YOUR GOAL: From the rows below, pick out every line containing the string "window" and copy each one in full. A match must have the same case.

──────── MATERIAL FOR THIS EXERCISE ────────

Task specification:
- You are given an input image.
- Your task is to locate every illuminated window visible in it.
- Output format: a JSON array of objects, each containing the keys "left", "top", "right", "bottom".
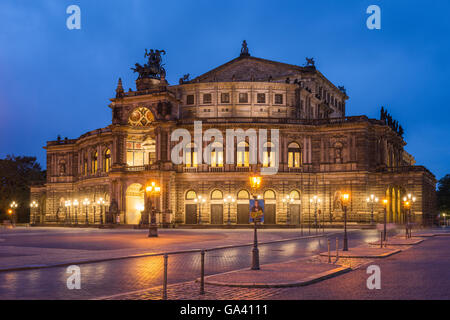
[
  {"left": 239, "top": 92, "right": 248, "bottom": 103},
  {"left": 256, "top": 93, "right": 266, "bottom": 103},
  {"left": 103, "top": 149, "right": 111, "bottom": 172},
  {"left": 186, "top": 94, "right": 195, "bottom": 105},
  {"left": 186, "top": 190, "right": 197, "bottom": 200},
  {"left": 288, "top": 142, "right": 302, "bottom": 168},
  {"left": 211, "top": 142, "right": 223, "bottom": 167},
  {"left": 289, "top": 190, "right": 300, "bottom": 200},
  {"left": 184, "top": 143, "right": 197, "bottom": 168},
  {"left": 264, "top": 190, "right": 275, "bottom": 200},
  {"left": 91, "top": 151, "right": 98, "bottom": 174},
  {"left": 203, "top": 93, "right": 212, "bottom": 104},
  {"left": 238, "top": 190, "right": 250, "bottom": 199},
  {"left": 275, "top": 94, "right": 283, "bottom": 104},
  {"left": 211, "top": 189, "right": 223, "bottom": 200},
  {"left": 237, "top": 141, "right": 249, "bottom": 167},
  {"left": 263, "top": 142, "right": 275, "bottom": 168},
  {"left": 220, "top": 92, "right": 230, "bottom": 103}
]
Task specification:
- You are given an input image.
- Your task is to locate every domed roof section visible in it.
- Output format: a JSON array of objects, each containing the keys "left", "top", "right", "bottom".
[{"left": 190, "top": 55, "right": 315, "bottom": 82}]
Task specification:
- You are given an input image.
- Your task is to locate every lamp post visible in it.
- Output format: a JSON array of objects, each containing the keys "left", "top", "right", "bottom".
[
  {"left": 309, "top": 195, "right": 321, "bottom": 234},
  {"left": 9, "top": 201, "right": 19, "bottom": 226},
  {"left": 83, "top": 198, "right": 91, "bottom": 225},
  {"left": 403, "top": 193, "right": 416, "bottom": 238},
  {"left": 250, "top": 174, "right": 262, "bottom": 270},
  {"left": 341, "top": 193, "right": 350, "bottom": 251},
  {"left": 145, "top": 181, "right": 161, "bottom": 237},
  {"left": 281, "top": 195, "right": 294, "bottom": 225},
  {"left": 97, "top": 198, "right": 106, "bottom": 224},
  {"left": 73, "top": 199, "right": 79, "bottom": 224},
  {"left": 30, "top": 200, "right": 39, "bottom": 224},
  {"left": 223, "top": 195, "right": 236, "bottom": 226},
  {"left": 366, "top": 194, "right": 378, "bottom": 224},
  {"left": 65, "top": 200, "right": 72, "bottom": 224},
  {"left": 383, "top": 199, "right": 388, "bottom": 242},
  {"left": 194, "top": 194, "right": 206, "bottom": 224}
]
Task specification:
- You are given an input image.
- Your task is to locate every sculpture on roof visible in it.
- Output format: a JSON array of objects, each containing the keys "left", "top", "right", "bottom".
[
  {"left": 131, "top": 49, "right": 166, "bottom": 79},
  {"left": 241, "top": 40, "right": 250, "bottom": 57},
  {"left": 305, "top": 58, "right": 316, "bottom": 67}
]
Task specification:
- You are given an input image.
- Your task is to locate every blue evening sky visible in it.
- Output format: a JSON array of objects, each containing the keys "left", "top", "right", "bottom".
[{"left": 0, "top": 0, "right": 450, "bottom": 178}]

────────
──────── MATERIAL FOR THIS EXERCISE ────────

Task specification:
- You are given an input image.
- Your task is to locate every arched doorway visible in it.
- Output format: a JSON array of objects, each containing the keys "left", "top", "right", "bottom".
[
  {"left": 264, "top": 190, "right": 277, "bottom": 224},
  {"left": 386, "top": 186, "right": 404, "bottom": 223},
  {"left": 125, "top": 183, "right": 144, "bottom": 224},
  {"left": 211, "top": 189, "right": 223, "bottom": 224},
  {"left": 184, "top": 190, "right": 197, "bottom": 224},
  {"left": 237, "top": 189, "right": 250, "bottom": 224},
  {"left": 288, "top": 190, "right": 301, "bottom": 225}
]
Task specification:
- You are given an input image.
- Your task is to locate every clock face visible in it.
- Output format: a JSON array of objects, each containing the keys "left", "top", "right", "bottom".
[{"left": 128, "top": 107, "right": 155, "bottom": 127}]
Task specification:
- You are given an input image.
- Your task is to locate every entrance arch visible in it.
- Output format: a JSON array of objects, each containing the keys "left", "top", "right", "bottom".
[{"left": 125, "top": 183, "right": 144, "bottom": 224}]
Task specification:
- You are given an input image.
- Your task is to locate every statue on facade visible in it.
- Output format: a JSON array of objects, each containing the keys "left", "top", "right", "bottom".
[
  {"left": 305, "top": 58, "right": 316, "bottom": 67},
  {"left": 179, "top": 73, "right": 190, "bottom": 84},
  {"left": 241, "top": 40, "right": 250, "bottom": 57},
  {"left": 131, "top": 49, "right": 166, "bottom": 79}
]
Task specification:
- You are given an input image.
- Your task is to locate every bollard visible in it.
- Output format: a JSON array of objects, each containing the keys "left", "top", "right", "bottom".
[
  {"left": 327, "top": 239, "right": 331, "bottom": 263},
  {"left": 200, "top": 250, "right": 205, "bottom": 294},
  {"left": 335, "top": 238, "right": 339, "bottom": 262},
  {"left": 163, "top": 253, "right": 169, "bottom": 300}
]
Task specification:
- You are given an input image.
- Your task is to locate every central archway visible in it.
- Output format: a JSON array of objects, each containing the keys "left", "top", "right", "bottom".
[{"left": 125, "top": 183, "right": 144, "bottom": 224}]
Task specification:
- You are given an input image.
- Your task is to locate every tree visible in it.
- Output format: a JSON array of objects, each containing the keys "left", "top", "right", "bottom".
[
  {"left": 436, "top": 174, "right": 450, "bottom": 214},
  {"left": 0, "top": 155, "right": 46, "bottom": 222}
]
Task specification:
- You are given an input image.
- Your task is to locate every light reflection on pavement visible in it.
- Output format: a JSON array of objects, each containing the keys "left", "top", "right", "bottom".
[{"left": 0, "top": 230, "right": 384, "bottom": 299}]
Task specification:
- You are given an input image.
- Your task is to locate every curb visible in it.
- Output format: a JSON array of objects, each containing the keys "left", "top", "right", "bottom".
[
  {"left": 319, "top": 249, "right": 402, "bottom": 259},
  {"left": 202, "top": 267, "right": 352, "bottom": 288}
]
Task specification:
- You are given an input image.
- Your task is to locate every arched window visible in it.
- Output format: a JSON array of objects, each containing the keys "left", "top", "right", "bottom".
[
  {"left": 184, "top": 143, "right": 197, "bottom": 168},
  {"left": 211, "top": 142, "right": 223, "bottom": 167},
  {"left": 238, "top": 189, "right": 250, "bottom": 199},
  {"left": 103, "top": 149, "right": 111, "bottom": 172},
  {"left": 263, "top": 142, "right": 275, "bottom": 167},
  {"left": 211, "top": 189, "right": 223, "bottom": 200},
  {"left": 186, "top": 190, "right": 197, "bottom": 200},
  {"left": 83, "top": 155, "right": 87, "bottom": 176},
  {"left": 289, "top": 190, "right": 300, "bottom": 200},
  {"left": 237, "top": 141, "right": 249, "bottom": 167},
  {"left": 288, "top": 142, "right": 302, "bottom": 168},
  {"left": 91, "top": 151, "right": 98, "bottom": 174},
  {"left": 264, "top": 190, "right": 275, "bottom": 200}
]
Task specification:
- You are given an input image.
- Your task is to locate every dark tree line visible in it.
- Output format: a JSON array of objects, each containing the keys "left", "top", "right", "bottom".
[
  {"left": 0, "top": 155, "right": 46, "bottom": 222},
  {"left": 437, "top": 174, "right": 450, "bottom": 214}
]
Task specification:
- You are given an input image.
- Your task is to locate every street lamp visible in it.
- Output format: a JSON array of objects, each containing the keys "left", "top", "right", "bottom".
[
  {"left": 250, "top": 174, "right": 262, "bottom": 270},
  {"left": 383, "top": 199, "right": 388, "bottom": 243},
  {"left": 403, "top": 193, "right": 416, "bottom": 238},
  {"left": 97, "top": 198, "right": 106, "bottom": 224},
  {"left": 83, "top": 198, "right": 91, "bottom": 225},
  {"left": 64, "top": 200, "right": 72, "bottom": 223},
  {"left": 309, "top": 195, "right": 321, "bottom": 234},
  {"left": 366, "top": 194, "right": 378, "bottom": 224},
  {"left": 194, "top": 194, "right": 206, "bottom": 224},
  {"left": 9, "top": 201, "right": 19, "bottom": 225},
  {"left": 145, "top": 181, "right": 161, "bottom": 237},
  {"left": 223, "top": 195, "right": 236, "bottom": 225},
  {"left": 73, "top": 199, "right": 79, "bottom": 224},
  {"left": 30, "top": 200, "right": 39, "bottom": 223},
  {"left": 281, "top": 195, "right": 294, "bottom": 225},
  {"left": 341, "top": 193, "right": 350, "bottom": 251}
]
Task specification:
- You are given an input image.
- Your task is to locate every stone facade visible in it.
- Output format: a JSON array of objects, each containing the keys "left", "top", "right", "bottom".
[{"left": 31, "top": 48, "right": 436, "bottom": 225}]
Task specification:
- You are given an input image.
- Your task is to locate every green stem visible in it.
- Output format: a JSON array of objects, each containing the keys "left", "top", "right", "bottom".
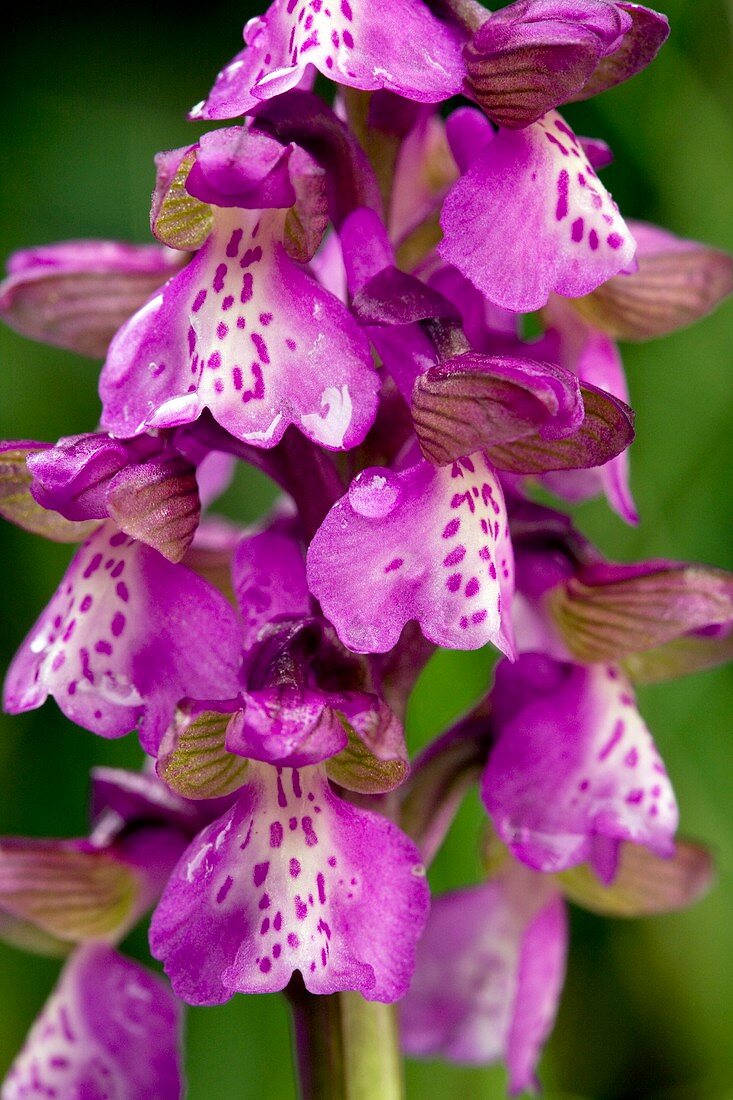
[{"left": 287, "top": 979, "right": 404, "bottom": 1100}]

────────
──────── MATERIAL FOR THIS EXERCISE ────────

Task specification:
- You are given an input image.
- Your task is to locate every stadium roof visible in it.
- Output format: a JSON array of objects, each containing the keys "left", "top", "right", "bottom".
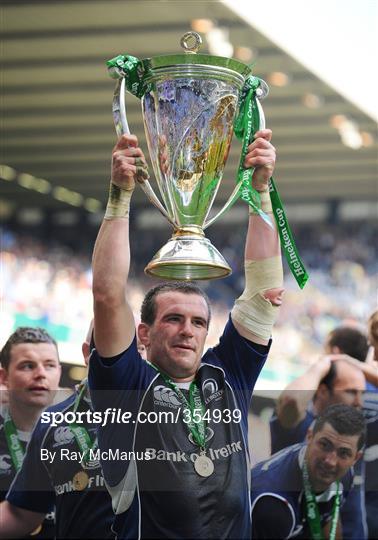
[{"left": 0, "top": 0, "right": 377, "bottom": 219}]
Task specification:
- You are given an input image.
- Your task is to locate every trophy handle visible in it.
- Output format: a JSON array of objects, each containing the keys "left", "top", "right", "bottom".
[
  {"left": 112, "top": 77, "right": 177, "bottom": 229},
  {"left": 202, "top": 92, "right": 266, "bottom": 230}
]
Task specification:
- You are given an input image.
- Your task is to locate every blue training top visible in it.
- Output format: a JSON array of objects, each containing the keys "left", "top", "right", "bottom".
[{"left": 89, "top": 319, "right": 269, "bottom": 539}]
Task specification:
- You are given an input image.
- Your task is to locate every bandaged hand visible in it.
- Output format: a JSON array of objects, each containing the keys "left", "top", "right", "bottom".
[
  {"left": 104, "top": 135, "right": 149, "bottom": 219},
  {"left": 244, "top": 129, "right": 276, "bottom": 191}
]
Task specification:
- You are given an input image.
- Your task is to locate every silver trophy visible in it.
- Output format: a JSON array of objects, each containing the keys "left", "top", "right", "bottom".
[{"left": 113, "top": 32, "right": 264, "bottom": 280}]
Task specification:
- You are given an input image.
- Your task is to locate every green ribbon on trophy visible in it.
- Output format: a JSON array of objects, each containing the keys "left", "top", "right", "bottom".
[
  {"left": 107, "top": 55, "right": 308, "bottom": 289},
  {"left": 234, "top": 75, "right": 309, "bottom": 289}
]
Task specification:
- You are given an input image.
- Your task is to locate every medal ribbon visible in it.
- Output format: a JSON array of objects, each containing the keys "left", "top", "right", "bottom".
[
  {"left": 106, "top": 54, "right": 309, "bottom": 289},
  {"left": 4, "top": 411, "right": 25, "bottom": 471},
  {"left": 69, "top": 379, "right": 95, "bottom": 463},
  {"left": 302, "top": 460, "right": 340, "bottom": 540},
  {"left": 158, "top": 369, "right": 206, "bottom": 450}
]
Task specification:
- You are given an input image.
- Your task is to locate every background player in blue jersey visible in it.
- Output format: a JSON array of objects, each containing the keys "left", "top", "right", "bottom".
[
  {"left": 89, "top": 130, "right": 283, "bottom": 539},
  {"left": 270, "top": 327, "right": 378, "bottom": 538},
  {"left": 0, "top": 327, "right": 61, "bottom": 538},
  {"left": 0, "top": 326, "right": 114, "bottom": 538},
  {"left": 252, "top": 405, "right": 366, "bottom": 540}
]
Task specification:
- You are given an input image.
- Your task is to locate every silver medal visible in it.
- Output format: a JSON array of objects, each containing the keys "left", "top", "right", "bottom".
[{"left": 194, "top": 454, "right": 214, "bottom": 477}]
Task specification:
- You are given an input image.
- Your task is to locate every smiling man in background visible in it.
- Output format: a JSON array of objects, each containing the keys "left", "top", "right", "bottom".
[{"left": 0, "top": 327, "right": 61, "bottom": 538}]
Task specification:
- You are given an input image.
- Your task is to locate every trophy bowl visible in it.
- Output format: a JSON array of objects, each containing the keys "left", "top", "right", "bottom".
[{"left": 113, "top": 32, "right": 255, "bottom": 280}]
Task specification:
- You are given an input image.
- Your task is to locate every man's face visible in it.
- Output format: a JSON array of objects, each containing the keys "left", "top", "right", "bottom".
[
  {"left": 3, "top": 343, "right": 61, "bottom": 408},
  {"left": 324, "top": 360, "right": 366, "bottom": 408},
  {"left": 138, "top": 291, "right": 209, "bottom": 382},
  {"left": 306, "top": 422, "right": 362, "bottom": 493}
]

────────

ANSWER TO THE EXERCISE:
- Your task is to locate every illuminated window visible in it.
- Your task is to locate every arched window visible in it.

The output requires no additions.